First, let’s download the libraries we are going to use (Install requests, BeautifulSoup and Pandas):

pip install requests pandas beautifulsoup

Make a request:

import requests 
url = "https://in.reuters.com/"
data = requests.get(url)
print(data.content)

This will print all the content, from that URL.

Parse the request

from bs4 import BeautifulSoup 
import requests 

url = "https://in.reuters.com/"
data = requests.get(url)

soup = BeautifulSoup(data.content, 'html.parser') #Converting the raw data into a  parsable form. 
print(soup.find_all('div',class_= "edition"))

The above code retrieves the data from the website, converts it into a parsable form and extracts the edition we are currently viewing. This is done using the find_all command and passing in the HTML tag (in this case <div>) and the class name (edition).

But how did we come to know the exact tag and class name? For this, we can get this by inspecting the website. Find here how to do it on different browsers. Clicking on the text we want, we can get the HTML of it.

Nice, we have all the basic building blocks to start scrapping!

PROVIDED MATERIAL:
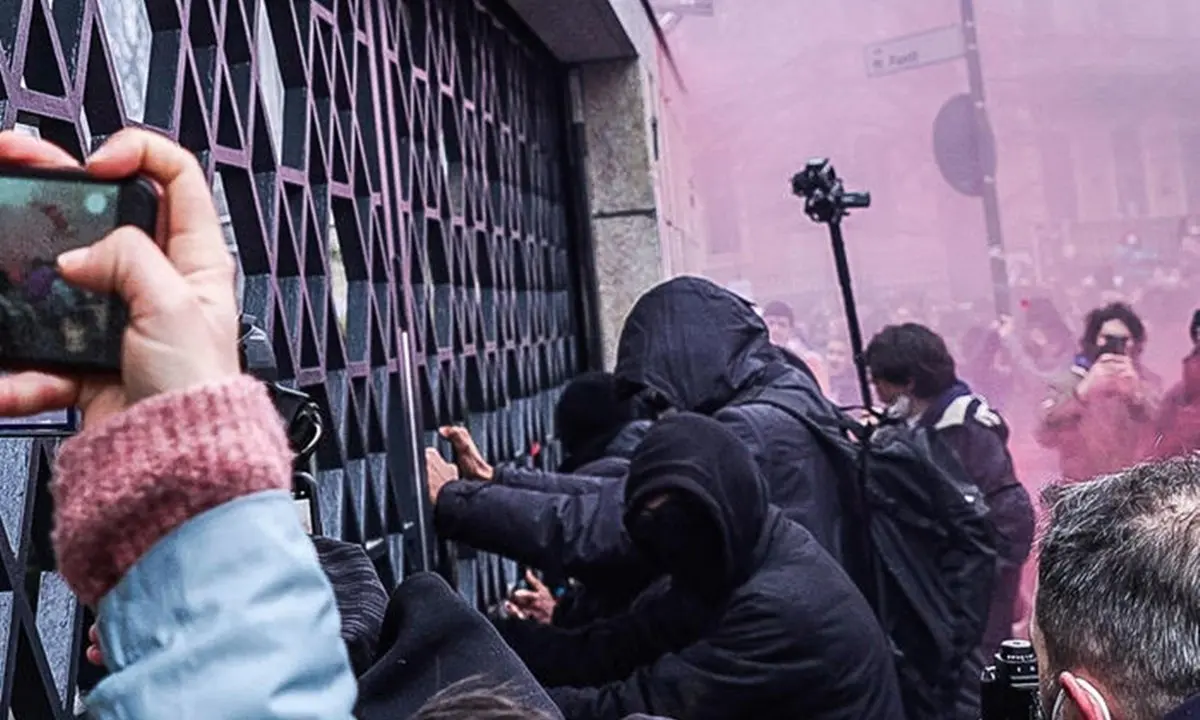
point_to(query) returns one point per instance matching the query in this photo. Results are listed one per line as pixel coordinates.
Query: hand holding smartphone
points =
(47, 324)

TASKS:
1/ Repeat the part of the scraping tutorial that begins at the words "soup = BeautifulSoup(data.content, 'html.parser')" and stops after "class name (edition).".
2/ Answer these questions from the scraping tutorial, one per line:
(a) What URL does the code send a request to?
(b) Which parser name is passed to BeautifulSoup?
(c) What class name is given to the find_all command?
3/ List every library that the scraping tutorial says to install.

THE REPLIES:
1/
soup = BeautifulSoup(data.content, 'html.parser') #Converting the raw data into a  parsable form. 
print(soup.find_all('div',class_= "edition"))

The above code retrieves the data from the website, converts it into a parsable form and extracts the edition we are currently viewing. This is done using the find_all command and passing in the HTML tag (in this case <div>) and the class name (edition).

2/
(a) https://in.reuters.com/
(b) html.parser
(c) edition

3/
requests
BeautifulSoup
Pandas